# AIM
Write down every entry below once more, exactly.

Source records
-- BEGIN --
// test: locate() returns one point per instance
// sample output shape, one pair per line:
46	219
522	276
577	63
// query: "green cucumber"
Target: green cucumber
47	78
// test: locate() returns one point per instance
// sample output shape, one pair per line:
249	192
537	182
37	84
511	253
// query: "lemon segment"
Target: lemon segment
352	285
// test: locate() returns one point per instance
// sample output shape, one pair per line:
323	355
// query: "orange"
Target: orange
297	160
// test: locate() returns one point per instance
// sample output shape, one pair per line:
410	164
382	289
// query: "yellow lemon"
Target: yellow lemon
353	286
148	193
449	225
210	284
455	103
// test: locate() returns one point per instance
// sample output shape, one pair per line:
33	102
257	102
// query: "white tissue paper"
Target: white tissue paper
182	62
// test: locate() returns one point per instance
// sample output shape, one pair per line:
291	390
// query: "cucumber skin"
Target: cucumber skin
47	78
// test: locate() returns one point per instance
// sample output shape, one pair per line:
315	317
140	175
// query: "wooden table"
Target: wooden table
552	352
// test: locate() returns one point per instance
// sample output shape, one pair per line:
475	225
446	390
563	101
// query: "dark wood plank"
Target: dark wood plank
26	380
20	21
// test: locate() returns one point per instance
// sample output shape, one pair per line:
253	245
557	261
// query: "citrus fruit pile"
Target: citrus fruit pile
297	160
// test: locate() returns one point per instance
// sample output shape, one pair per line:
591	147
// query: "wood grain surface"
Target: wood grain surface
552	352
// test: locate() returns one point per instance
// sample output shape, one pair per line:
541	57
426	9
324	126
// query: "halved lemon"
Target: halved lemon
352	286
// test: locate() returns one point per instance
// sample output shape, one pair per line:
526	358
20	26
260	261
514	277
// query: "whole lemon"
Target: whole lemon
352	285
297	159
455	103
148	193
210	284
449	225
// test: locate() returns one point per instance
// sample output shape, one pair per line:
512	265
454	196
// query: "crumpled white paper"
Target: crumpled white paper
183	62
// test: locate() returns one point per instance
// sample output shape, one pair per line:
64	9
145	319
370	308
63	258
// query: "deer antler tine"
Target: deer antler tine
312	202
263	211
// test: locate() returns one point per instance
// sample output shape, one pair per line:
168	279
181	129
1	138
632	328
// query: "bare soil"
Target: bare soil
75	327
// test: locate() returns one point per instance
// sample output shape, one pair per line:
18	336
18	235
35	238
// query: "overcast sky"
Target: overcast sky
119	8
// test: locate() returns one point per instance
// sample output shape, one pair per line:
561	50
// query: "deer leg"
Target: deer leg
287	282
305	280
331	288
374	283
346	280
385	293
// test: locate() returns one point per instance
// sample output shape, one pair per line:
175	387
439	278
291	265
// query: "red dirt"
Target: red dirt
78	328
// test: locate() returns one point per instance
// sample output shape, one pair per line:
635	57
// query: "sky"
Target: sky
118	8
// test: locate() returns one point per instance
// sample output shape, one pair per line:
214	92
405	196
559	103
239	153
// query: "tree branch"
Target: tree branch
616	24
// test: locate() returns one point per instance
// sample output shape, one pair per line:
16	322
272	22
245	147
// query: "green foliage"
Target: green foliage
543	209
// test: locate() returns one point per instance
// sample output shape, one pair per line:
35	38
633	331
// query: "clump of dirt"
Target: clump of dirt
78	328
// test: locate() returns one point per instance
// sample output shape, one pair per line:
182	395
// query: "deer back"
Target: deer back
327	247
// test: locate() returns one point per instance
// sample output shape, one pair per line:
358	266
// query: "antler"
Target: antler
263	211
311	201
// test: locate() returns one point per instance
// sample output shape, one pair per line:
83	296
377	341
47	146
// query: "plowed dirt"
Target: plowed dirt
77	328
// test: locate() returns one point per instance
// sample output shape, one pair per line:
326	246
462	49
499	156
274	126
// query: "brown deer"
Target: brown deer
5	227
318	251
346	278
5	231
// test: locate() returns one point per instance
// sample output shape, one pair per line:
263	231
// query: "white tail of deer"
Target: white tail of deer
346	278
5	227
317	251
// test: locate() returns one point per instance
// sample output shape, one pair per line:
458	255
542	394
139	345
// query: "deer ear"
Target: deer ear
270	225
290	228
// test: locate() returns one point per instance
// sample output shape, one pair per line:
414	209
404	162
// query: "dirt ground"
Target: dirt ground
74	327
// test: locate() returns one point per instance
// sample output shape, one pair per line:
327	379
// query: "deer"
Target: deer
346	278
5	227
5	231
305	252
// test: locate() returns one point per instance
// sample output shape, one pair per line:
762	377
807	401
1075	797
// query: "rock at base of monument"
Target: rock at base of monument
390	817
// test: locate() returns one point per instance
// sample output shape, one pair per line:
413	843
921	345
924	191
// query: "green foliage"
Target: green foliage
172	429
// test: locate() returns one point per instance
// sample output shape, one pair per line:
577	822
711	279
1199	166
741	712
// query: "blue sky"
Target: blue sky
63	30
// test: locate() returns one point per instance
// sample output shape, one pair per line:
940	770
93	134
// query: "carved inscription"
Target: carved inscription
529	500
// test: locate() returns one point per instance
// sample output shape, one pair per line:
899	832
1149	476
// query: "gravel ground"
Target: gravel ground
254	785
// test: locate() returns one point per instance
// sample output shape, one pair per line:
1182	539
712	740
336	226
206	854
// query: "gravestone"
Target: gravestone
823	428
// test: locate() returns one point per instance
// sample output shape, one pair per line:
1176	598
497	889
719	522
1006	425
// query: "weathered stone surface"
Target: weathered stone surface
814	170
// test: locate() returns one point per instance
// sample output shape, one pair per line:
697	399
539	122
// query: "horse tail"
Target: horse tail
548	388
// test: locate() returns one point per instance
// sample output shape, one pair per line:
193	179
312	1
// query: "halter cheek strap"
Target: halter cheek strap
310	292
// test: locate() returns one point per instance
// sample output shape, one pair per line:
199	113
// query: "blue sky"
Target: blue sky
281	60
-- END --
# REPLY TO THE EXERCISE
// test: locate() returns one point per instance
// sample output shape, one pair per line:
46	219
522	276
577	63
// query: "green cucumber"
Target: green cucumber
47	78
// test: locate() returns one point per instance
// sample output shape, one pair per line:
249	192
537	182
37	84
511	253
// query: "lemon segment"
Target: lemon segment
352	285
// test: locate() returns one point per instance
// sample output shape, one pair per line:
323	355
// query: "orange"
Target: orange
297	160
// test: locate() returns one point per instance
// sample output shape, one pair per line:
410	164
382	289
// query: "yellow lemon"
Target: yellow lemon
353	286
148	193
449	225
210	284
455	103
// test: locate() returns one point per instance
// sample output shape, one pair per line:
33	102
257	102
// query: "white tissue paper"
Target: white tissue paper
182	62
// test: locate() returns one point per instance
// sample output shape, one pair per line:
291	390
// query: "cucumber skin"
Target: cucumber skin
47	78
// test: locate() returns one point per instance
// sample output shape, one pair per line:
315	317
140	175
// query: "wooden table"
Target: wooden table
552	352
// test: locate() returns one point per instance
// sample output shape, one pair per line:
475	225
446	390
563	101
// query: "dark wood plank"
Target: dark wood plank
26	380
20	21
// test: locate() returns one point per instance
// sample output shape, one pair per line:
253	245
557	261
// query: "citrus fruit pile"
Target: citrus fruit pile
297	160
// test: locate() returns one point per instance
// sample output shape, one pair per line:
591	147
// query: "wood grain surface"
Target: wood grain surface
552	352
// test: locate() returns one point per instance
// sample output shape, one pair per line:
541	57
426	9
324	126
// query: "halved lemon"
Target: halved lemon
352	286
// test: locate() returns one point per instance
// sample output shape, one pair per line:
526	358
20	26
260	261
514	277
// query: "whole lemon"
Target: whole lemon
352	285
297	159
455	103
148	193
210	284
449	225
// test: locate() returns one point per instance
// sample output shape, one pair per line:
512	265
454	196
// query: "crumpled white paper"
Target: crumpled white paper
183	62
// test: locate() returns one point per instance
// sample output shape, one pair per line:
64	9
145	319
370	308
63	258
// query: "deer antler tine"
Target: deer antler tine
312	202
263	211
// test: locate() returns one point per instance
// sample output shape, one pair per line:
168	279
181	129
1	138
632	328
// query: "bare soil"
Target: bare soil
75	327
// test: locate() returns one point per instance
// sample output shape, one pair per line:
18	336
18	235
35	238
// query: "overcast sky"
Target: overcast sky
119	8
// test: locate() returns one point per instance
// sample output shape, one pair per line:
561	50
// query: "deer leg"
Target: deer leg
287	282
305	280
331	288
374	283
346	280
385	293
// test: locate() returns one point per instance
// sample output shape, one pair per line:
175	387
439	278
291	265
// query: "red dirt"
Target: red dirt
78	328
// test: locate() returns one point per instance
// sample output shape, one pair per line:
635	57
// query: "sky"
Target: sky
118	8
// test: locate() returns one point per instance
// sample output shape, one pair per line:
214	92
405	196
559	103
239	153
// query: "tree branch"
Target: tree branch
616	24
// test: locate() returns one point per instance
// sample output shape, one pair per line:
16	322
272	22
245	147
// query: "green foliage"
Target: green foliage
543	209
// test: locate() returns one point per instance
// sample output shape, one pair per line:
35	38
633	331
// query: "clump of dirt"
Target: clump of dirt
78	328
// test: locate() returns one point per instance
// sample output shape, one pair per line:
182	395
// query: "deer back"
Target: deer back
327	247
// test: locate() returns one point per instance
// sample output shape, one pair per line:
358	266
// query: "antler"
Target: antler
263	211
311	201
// test: locate() returns one point per instance
// sample output shape, one pair per line:
83	296
377	341
47	146
// query: "plowed dirt"
Target: plowed dirt
77	328
// test: locate() returns one point per instance
// sample output shape, one pair per line:
326	246
462	49
499	156
274	126
// query: "brown deer"
Target: brown deer
5	227
318	251
346	278
5	231
// test: locate() returns one point per instance
// sample output shape, one pair per line:
263	231
// query: "white tail of deer"
Target: white tail of deer
346	278
5	227
317	251
// test: locate() returns one point per instance
// sample output shape, one pair per line:
458	255
542	394
139	345
// query: "deer ear"
Target: deer ear
270	225
290	228
// test: locate() returns one point per instance
// sample output shape, one pair per line:
414	209
404	162
// query: "dirt ground"
Target: dirt ground
74	327
// test: locate() returns one point per instance
// sample output shape, one pair per line:
327	379
// query: "deer"
Target: deer
346	278
5	227
5	231
305	252
// test: locate() returns one point per instance
// sample output shape, one pair per line:
762	377
807	401
1075	797
// query: "rock at base of monument"
Target: rock at base of monument
390	817
// test: locate() returns one point per instance
// sample output shape, one pair per line:
413	843
921	345
924	191
// query: "green foliage"
Target: green foliage
172	429
// test: locate() returns one point per instance
// sample output shape, one pair per line:
577	822
711	279
1199	166
741	712
// query: "blue sky"
Target: blue sky
63	30
// test: locate() returns one point per instance
// sample output shape, one pair per line:
940	770
93	134
// query: "carved inscription"
Target: carved inscription
529	500
// test: locate() returns one point per instance
// sample output shape, one pair per line:
899	832
1149	476
// query: "gravel ground"
Target: gravel ground
254	785
// test: locate() returns one point per instance
// sample output shape, one pair per line:
1182	539
712	740
336	226
206	854
// query: "gravestone"
Target: gravestone
823	428
// test: locate() returns one point per instance
// sample output shape, one pair per line:
1176	598
497	889
719	522
1006	425
// query: "weathered stone surface"
Target: weathered stone surface
814	170
// test: locate() returns one point per instance
// sample output shape, one pair per line:
697	399
539	122
// query: "horse tail"
Target: horse tail
548	388
// test: locate() returns one point per instance
// sample output shape, one pair per line:
193	179
312	1
// query: "halter cheek strap"
Target: halter cheek strap
310	292
// test: locate() returns one point per instance
// sample output shape, one pair per line:
199	113
// query: "blue sky"
Target: blue sky
281	60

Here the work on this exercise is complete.